▸ Actions to take
[a] In the ECB meeting report, turn the paragraph beginning "The accounts of the meeting showed options" into a short list that keeps its main facts.
[b] Pick up the ECB meeting report after its final sentence and carry it forward.

▸ Text section
+---+
FRANKFURT (Reuters) - European Central Bank policymakers are concerned that growth is even weaker than earlier thought and a package of measures may be the best way to combat the slowdown, the accounts of the July 25 meeting showed on Thursday.
With growth and inflation slowing for months, ECB President Mario Draghi has all but promised more stimulus as soon as September and a steady flow of dismal data since the meeting has only reinforced the case for more support.
The accounts of the meeting showed options on the table for the ECB include a combination of a rate cuts, asset purchases and changes in the guidance on interest rates.
The bank could also offer more support for the bank sector, which transmit easy policy to the real economy through a relief from the ECB’s negative interest rate.
“The view was expressed that the various options should be seen as a package, i.e. a combination of instruments with significant complementarities and synergies,” the ECB said.
“Experience has showed that a package - such as the combination of rate cuts and asset purchases - was more effective than a sequence of selective actions,” it added said.
A multi-tier deposit rate may be among the most controversial measures under consideration.
Some policymakers argued that negative rates were increasing pressure on the bank sector while others warned about the unintended consequences of such a policy shift.
With Draghi handing the reins to Christine Lagarde at the end of October, he has just two policy meetings left at the helm of the ECB, leaving the same day the UK is due to exit the European Union.
+---+
(Point-per-instance localization data)
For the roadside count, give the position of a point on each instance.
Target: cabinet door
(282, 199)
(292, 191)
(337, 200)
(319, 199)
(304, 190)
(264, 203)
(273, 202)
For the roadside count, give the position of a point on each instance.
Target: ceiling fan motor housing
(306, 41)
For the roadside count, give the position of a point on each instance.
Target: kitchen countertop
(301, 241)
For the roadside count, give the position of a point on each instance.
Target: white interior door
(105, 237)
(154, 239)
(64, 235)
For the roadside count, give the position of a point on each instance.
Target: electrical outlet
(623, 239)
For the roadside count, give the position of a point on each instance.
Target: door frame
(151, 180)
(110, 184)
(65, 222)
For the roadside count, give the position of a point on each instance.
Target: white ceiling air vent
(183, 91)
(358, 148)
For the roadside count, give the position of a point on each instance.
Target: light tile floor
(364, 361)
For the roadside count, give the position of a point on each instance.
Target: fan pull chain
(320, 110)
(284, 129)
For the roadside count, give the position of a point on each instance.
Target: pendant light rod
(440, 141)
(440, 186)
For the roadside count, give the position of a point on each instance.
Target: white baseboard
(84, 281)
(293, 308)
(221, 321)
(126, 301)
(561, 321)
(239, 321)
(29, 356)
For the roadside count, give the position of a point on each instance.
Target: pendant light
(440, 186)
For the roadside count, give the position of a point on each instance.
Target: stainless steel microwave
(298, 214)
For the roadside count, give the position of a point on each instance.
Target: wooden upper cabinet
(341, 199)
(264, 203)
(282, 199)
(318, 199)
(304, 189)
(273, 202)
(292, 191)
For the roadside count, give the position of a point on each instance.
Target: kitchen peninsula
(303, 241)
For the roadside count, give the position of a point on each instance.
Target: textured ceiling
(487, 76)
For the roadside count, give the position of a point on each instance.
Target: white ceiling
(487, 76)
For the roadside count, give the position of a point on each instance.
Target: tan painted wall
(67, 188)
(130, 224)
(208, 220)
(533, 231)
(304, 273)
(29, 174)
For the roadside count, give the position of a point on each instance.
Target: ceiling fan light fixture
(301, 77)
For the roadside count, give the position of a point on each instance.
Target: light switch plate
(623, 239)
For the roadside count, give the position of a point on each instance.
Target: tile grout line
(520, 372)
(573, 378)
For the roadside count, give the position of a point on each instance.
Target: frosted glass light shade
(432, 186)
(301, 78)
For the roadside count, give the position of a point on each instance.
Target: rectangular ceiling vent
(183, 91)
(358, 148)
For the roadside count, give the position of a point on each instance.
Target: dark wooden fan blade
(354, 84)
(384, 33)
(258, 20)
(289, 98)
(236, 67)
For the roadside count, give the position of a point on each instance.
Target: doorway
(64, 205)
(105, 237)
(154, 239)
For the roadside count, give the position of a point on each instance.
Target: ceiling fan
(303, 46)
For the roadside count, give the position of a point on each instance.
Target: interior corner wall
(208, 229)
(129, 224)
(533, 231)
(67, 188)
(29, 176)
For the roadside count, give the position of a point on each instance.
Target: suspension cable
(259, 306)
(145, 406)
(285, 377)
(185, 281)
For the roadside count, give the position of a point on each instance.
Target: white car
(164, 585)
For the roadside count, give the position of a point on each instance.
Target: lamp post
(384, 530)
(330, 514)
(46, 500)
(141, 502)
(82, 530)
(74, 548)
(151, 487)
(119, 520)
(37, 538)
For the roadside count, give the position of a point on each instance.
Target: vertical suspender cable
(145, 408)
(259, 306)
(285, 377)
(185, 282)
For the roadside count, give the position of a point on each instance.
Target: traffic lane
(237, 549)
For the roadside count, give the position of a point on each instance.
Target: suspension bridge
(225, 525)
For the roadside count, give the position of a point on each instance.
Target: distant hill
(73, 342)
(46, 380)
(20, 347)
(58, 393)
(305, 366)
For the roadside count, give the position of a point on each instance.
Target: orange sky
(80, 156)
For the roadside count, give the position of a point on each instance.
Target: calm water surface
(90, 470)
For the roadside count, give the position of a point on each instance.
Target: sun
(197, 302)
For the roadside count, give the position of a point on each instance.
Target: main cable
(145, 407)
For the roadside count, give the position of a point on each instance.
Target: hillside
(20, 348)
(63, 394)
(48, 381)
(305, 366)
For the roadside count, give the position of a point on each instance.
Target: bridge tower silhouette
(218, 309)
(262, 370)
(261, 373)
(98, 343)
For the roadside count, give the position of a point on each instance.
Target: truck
+---+
▸ Task results
[a]
Options on the table for the ECB, per the meeting accounts:
- rate cuts
- asset purchases
- changes in the guidance on interest rates

[b]
Policymakers at the July meeting also expressed concerns as incoming data pointed to another cut in the ECB’s forecasts and trouble outside the euro zone threatened to infect the bloc’s economy.
“Available ‘soft’ indicators at present pointed to slower growth in the third quarter of 2019, raising more general doubts regarding the expected recovery in the second half of the year,” the ECB said.
“Downside risks had become more pervasive and that their persistence could ultimately also necessitate a revision to the baseline growth scenario,” the ECB added.
With a more protracted slowdown, there was also a risk that weakness in industry could spill over into services as manufacturing tends to be a leading indicator.
The euro zone barely grew in the second quarter and Germany, the bloc’s biggest economy may already be in recession as a global trade war, China’s slowdown and Brexit uncertainty holds back export demand and saps confidence in its vast manufacturing sector.
Although the domestic economy has held up relatively well, there are already signs that imported troubles are starting to impact growth with jobs growth slowing and confidence in the services sector also easing.